**PEDIDO POR ESCRITO 1:**
No texto sobre autorrealização no trabalho, o que somos ensinados a respeito do trabalho?
**PEDIDO POR ESCRITO 2:**
Dê sequência ao texto sobre autorrealização no trabalho, começando logo depois da última frase dele.

**TEXTO PARA LER:**
....................

Bemdito

A autorrealização no trabalho, uma fantasia que nos consome

No mundo do trabalho, quem é o senhor e o escravo, o amo e o servo, o prisioneiro e o vigia?
POR Paulo Carvalho
Noon rest from work (Van Gogh)

O que te move a trabalhar diz muito do teu lugar no mundo. Dinheiro, status, paixão, talento, relevância social, cada um tem seu combo de motivações. Somos ensinados que o trabalho dignifica o homem, que ele é uma categoria central na busca da nossa felicidade. O cenário atual é de mortes, desemprego, pobreza e crises. Se estamos repensando nossas vidas durante este luto coletivo, é inevitável que o modo como lidamos com o nosso trabalho seja repensado.

Essa montanha-russa pandêmica de sentimentos nos leva também a lampejos de pulsão de vida, a um mergulho existencial que questiona nossos pilares no mundo. E como nos é imposto que o trabalho é um desses pilares, ele também entra na escala de reflexões dessa nossa sede de reescrita de si. Afinal, quem é realizado com o seu trabalho achou um bilhete premiado almejado por toda a gente. Mas pergunto: qual é o preço que pagamos por acolher essa premissa ética de autorrealização através do trabalho?

....................

**REGISTROS GUARDADOS:**
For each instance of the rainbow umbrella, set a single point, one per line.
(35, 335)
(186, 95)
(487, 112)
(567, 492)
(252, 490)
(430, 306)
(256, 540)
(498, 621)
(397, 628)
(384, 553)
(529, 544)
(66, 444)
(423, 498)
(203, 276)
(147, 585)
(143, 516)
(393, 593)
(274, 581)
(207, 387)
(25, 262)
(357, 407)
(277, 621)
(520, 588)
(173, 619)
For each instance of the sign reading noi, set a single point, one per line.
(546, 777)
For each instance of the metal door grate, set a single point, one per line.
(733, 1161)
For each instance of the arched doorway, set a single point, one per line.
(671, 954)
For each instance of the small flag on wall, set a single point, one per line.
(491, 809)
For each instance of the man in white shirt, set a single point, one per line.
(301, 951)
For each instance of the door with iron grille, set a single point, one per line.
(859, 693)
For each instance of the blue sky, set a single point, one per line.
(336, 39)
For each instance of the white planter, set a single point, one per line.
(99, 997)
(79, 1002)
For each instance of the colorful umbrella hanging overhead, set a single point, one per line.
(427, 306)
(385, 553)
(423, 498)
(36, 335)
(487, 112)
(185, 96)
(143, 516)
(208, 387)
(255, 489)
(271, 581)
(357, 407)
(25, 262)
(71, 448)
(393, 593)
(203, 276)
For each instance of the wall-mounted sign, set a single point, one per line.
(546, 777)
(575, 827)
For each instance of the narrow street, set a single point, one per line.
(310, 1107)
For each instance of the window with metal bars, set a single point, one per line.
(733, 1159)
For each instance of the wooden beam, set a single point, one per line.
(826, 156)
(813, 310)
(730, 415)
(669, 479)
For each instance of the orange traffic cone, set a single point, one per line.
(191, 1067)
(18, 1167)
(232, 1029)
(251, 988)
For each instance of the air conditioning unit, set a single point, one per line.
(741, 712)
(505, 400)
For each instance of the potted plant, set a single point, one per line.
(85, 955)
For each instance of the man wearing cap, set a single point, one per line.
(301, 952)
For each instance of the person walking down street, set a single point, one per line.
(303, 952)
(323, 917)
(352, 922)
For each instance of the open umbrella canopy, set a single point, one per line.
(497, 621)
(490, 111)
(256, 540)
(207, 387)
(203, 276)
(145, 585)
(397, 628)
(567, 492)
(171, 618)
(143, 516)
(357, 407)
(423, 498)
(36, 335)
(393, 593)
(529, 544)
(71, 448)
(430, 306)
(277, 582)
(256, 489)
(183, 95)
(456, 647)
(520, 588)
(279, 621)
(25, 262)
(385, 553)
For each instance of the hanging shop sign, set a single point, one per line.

....................

**RESPOSTA POR ESCRITO 1:**
Que o trabalho dignifica o homem e é uma categoria central na busca da nossa felicidade.

**RESPOSTA POR ESCRITO 2:**
Do pensamento grego aos pensadores do século XXI, a história das ideias traz referências que justificam o trabalho como dimensão fundamental da condição humana ou como elemento central das nossas vidas. Encontramos o trabalho como um castigo na tradição judaica ou como garantia de salvação eterna na teologia protestante. Encontramos o trabalho como a expressão de denúncia das desigualdades e exploração do mundo industrial no pensamento marxista.

Vocação, identidade ou necessidade?

O trabalho é também visto como a degradação do homem livre ou a expressão contemporânea dessa sociedade do cansaço. Não faltam construções teóricas para discursos que elevam o trabalho a essa presença ubíqua que nos convence de que através dele podemos encontrar um significado para nossa existência. 

A relação entre vocação e identidade pessoal, por exemplo, é um tema presente no pensamento de Max Weber. Para ele, o trabalho tem uma conotação de vocação espiritual, de modo que a adesão a essa ética de devoção ao trabalho traz recompensas que mudam de culturas e momentos históricos, que vão desde a mudança de status social à autorrealização. 

Os estudos do psicólogo Abraham Maslow, ainda na década de 40, sinalizavam que trabalhamos para além da nossa sobrevivência, mas para suprir necessidades psicológicas. Maslow é responsável por uma teoria conhecida como a “hierarquia das necessidades”, que organiza as motivações humanas em uma pirâmide e tem no seu topo a autorrealização.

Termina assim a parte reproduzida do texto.